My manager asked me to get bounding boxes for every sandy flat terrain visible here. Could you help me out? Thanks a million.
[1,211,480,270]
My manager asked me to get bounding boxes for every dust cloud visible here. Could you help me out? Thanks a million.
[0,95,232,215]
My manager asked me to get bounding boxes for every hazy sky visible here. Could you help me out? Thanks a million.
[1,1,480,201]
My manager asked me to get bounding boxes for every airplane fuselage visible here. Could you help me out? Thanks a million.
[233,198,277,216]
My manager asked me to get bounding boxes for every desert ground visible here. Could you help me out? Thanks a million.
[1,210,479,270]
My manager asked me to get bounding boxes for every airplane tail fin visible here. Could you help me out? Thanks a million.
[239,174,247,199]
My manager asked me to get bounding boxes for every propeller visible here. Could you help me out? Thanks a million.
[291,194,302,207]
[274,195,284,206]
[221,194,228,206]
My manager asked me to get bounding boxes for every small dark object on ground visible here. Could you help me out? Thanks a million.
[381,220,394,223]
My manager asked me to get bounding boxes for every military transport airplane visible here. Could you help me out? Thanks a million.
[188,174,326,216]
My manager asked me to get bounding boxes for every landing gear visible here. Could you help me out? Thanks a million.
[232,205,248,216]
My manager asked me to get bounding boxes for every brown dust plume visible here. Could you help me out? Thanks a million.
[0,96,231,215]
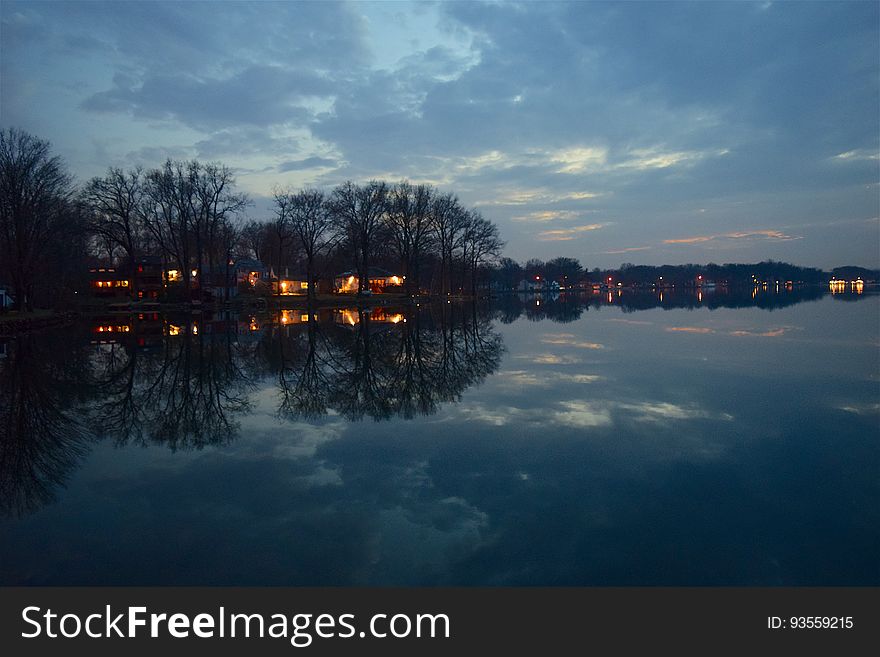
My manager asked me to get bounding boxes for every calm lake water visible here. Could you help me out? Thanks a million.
[1,288,878,585]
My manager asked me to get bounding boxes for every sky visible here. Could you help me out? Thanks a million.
[1,0,878,269]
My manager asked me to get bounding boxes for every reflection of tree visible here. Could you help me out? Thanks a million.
[494,286,833,321]
[260,303,504,422]
[88,320,254,449]
[277,309,332,421]
[0,304,504,517]
[0,333,93,517]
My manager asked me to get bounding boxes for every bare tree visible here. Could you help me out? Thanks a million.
[275,188,336,301]
[267,194,294,282]
[329,180,388,294]
[0,128,74,310]
[190,162,249,290]
[142,159,247,301]
[461,210,504,296]
[387,181,435,295]
[430,192,469,296]
[142,160,195,296]
[239,219,271,262]
[81,167,146,289]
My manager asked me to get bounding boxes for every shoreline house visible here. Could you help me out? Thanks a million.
[88,256,163,300]
[518,278,561,293]
[231,258,270,288]
[273,272,311,296]
[334,267,404,294]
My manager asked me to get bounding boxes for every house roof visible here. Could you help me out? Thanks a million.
[335,267,395,278]
[233,258,268,270]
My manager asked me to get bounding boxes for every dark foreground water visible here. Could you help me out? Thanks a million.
[1,288,877,585]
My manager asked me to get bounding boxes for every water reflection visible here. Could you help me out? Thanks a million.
[0,331,93,516]
[0,303,503,516]
[492,285,869,323]
[0,290,876,586]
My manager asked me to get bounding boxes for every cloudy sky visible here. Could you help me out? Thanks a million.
[1,1,877,268]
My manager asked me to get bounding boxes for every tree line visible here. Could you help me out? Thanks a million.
[0,128,503,310]
[488,257,833,289]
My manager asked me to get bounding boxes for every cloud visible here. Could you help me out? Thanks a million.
[475,189,603,207]
[604,246,652,254]
[278,157,338,172]
[666,327,714,334]
[536,224,608,241]
[663,229,800,245]
[511,210,582,223]
[82,66,332,130]
[2,0,877,267]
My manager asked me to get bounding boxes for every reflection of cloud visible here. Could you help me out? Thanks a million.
[836,403,880,416]
[536,224,608,241]
[516,354,584,365]
[729,326,795,338]
[607,318,652,326]
[494,370,603,389]
[832,149,879,161]
[540,333,604,349]
[666,326,714,334]
[555,401,612,428]
[664,229,800,245]
[618,402,733,423]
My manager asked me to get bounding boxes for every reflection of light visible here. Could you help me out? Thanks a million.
[95,325,130,333]
[191,323,198,335]
[536,299,541,307]
[339,309,358,326]
[698,291,703,303]
[607,292,613,303]
[829,278,847,294]
[659,291,664,302]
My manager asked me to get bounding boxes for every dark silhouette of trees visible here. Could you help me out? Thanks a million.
[461,210,504,296]
[81,167,147,295]
[431,192,470,296]
[274,188,337,300]
[387,181,435,295]
[329,181,389,294]
[0,333,93,516]
[0,128,76,310]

━━━━━━━━

**WHAT THE TASK REQUIRES**
Take the entries above and restate them word for word, minus their images.

**WRITTEN RESPONSE**
My manager asked me to get bounding boxes for every sandy flat terrain visible here. Could you help me out? Thanks a million.
[1,211,480,270]
My manager asked me to get bounding boxes for every dust cloud visible here. Could you help me out? Thanks a million.
[0,95,232,215]
My manager asked me to get bounding boxes for every hazy sky visible here. Could you help me out? Thanks a million.
[1,1,480,201]
My manager asked me to get bounding boxes for every airplane fuselage visible here. Could you help me out? Thanks a million.
[233,198,277,216]
My manager asked me to get bounding boxes for every desert ground visible here. Could you help me out? Thanks a million.
[1,210,479,270]
My manager asked me to get bounding boxes for every airplane tail fin visible here. Could you help me out? Thanks a million.
[239,174,247,199]
My manager asked me to get bounding boxes for every propeller visible here. Could you help me out? Thanks a million.
[291,194,302,207]
[274,195,284,206]
[221,194,228,206]
My manager asked me to get bounding boxes for every small dark object on ground visible here. Could you help me out? Thanks a million.
[381,220,394,223]
My manager asked me to get bounding boxes for every military transport airplane visible here. Could you help me out? Thanks a million.
[188,174,326,216]
My manager asked me to get bounding boxes for every landing gear visible here. Could you help me out? Thanks a million.
[232,205,248,216]
My manager asked me to get bounding boxes for every brown dust plume visible here. Could you help me out? Thanks a million.
[0,96,231,215]
My manager asked me to get bounding boxes for every calm lake water visible here. Could you help me out? Thanks a million.
[1,288,878,585]
My manager asked me to get bounding boxes for every sky visible here. Could you help me out? Thanks a million.
[1,0,878,269]
My manager asked me to get bounding boxes for every reflection of tree visible here. Could you help me out? Thanks a million.
[494,286,833,321]
[260,303,504,422]
[88,320,254,449]
[277,309,332,421]
[0,304,504,517]
[0,333,93,517]
My manager asked me to get bounding boxes for every bare tree visible here. Could you help me out? Thanks a million.
[275,188,336,301]
[267,194,294,282]
[329,180,388,294]
[0,128,74,310]
[190,162,249,290]
[142,159,247,301]
[461,210,504,296]
[387,181,435,295]
[430,192,469,296]
[142,160,195,296]
[239,219,271,262]
[81,167,146,289]
My manager asked me to get bounding boxes for every shoreline house visible here. Could you help me out? Thanks a million.
[88,256,163,300]
[518,278,561,293]
[231,258,270,288]
[273,272,311,296]
[334,267,404,294]
My manager asked me to get bounding boxes for every house roof visible here. Could you help me out? Thanks a million.
[335,267,395,278]
[233,258,268,270]
My manager asked me to get bounding boxes for every dark foreground water visible here. Could you help me out? Thanks a million.
[1,288,877,585]
My manager asked me to get bounding boxes for every water reflection visible here. Could you help me out? Thanks a million.
[0,331,93,516]
[0,303,503,516]
[492,285,869,323]
[0,290,876,586]
My manager asked me to get bounding boxes for every cloudy sky visible here. Could you help me out? Thanks a million.
[1,1,877,268]
My manager asked me to get bounding boxes for every tree line visible here. Could you help me out? Thanks a million.
[0,128,503,310]
[488,257,833,289]
My manager asked me to get bounding boxes for every cloud visible here. Could you help me out? Thanks a million.
[475,189,603,207]
[604,246,652,254]
[278,157,338,172]
[666,327,714,334]
[536,224,608,241]
[663,229,800,245]
[511,210,582,223]
[82,66,332,130]
[2,0,877,267]
My manager asked me to get bounding boxes for every reflection of cloud visible here. Could you help me out? Thanks a million.
[836,403,880,416]
[536,224,608,241]
[516,354,584,365]
[729,326,795,338]
[607,318,652,326]
[494,370,603,389]
[832,149,879,161]
[540,333,604,349]
[666,326,714,334]
[555,401,612,428]
[664,229,800,245]
[618,402,733,423]
My manager asked me to get bounding boxes for every reflection of light visible here. Could you help me out? Thanks a million.
[95,325,130,333]
[191,323,198,335]
[536,299,541,307]
[339,309,358,326]
[698,291,703,303]
[607,292,613,303]
[829,278,847,294]
[659,291,664,302]
My manager asked me to get bounding boxes for every dark silhouette of trees visible here. Could you help me out? Thanks a million.
[461,210,504,296]
[81,167,147,295]
[431,192,470,296]
[274,188,337,300]
[387,181,435,295]
[329,181,389,294]
[0,333,93,516]
[0,128,76,310]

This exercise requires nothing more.